» **WORK TO BE COMPLETED**
Leave every image out, and return the rest of the data word for word.

» **DATASET**
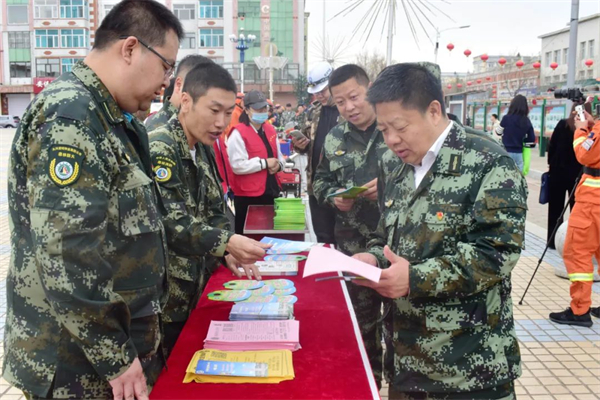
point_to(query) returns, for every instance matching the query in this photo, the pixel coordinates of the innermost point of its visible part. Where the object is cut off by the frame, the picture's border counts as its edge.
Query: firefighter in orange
(583, 234)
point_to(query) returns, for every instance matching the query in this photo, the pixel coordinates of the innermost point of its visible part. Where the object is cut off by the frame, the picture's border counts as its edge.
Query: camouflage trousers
(502, 392)
(367, 307)
(76, 378)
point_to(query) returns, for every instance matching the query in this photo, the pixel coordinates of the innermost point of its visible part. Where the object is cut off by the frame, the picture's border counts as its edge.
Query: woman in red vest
(255, 158)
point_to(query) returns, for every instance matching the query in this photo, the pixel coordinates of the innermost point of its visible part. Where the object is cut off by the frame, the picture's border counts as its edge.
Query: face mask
(260, 118)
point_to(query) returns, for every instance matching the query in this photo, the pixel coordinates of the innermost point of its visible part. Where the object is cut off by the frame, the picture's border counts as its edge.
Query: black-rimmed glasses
(169, 71)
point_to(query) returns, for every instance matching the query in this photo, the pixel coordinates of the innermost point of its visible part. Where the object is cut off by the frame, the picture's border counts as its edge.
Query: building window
(556, 56)
(17, 14)
(46, 38)
(19, 40)
(20, 69)
(45, 9)
(47, 67)
(211, 37)
(67, 64)
(184, 12)
(73, 38)
(72, 8)
(582, 50)
(211, 8)
(189, 41)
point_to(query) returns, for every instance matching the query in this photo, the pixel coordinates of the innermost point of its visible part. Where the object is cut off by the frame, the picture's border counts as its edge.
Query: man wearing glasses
(87, 278)
(321, 119)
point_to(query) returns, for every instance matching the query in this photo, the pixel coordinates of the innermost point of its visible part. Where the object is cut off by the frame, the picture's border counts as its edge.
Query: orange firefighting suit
(583, 233)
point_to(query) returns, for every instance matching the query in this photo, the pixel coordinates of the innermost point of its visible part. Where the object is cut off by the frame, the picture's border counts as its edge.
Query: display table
(259, 223)
(332, 363)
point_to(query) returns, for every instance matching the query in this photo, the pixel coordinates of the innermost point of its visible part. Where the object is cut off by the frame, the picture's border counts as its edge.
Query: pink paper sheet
(323, 259)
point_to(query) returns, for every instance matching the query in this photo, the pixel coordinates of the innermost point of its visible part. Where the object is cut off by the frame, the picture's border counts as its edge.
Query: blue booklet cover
(208, 367)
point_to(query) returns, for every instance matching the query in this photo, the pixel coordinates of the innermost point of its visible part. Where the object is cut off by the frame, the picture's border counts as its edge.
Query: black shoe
(568, 318)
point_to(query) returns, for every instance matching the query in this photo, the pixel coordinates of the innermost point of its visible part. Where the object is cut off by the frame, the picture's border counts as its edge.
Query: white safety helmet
(318, 77)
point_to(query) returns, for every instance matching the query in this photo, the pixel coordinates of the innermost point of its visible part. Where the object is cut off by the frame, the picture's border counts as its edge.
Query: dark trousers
(323, 220)
(559, 186)
(241, 204)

» **OUTPUT FOR THIS TASK**
point_to(query) returns, for every instance matching the query in this photo, the pixel coordinates of the innermost point of its visible part. Where the object is cut off by the frame, the picture's border counts as its edge.
Query: firefighter in orange
(583, 234)
point_to(query) returns, for every instance matching the query in this photo, the pixel coordinates of the innermost point of its visible part. Where the object is cut off by the frame, the picture's border counts as its edge.
Query: camouflage trousers
(502, 392)
(367, 307)
(76, 378)
point_to(query) returns, for every instance matching the query in this photo, the pixel coordinates of the innermost point of its visible part. Where the object is cut off by the frame, the picture's border counts as its edge.
Query: woman in red vest
(255, 158)
point_to(query) returns, for every instance matching the query in this photo, the pixel coordinates of the innermost point of its visible part. Where the object is cut off by the frame, the picture's border counts as its edge.
Query: face mask
(260, 118)
point_to(query) returns, for every instance matching the query in this photo, the pixel coordinates of the innermost point of its visible part. Where the object is cut off by the frame, the picture's border counts as its edge.
Query: black-rimmed glasses
(169, 71)
point_to(query) returns, for every instance matching the query in this photo, the pixel coordinates of the innermost point of its visible part. Where the object is cut off by the frame, the picture's border counts as its edge.
Query: building window
(556, 56)
(17, 14)
(46, 38)
(19, 40)
(20, 69)
(45, 9)
(47, 67)
(211, 37)
(67, 64)
(184, 12)
(73, 38)
(72, 8)
(582, 50)
(211, 8)
(189, 41)
point_to(query) returns, for every instance matching the query in this photo, the pixel coordinates of the innermost point of its visible part. Where the object is cut off by the frame, the picture's border counts as its edge.
Query: man wearing glasses
(87, 278)
(321, 119)
point_to(query) returns, for every instance matching the query in this photo, the pixel coordinates of the innermost point of its visible part. Where the object is cut off by the frame, the picture's border counts as its edge.
Query: orange firefighting suit
(583, 233)
point_to(query) returns, for every instance matching the query in this photo, the pixel coordinates of the innermost point of its visible part. Where the object is cut off by the frame, the picture's border counts as its edge.
Query: display table
(259, 223)
(332, 363)
point_to(query) returns, for every instance matching the query in this photo, the pixel coordinates of the innermost point of its visible part. Where the object is cut off by the frame, the picture's border counts as its edge.
Query: pink paper sheet
(323, 259)
point_to(query) returns, for every instance matching the query in this photo, the pixel coordinates of the innermost point of its visible part. Where the object is cut off by the frame, the picture's border counts as its edge.
Query: blue booklet cover
(208, 367)
point_to(query) returns, for every instance matching the query in this photo, the pixel coordinates of the innermost point of its visible part. Where the object is cut off by the frame, the picture's border counts as its edge.
Query: black shoe
(568, 318)
point_to(query) returns, for every instance matching the query in this photo, the pixel coordinates of the innermost point of its visible part. Where the object is cut off by the frame, the picture's border counts as its edge.
Query: white safety helmet
(318, 77)
point_to(query) returns, for every instance matching the query in this photo, the pixel coordinates of the innermost point of its visible part. Where the object is cut off by the frame, the picture's border counts as its edge.
Query: dark trousers
(323, 220)
(559, 186)
(241, 204)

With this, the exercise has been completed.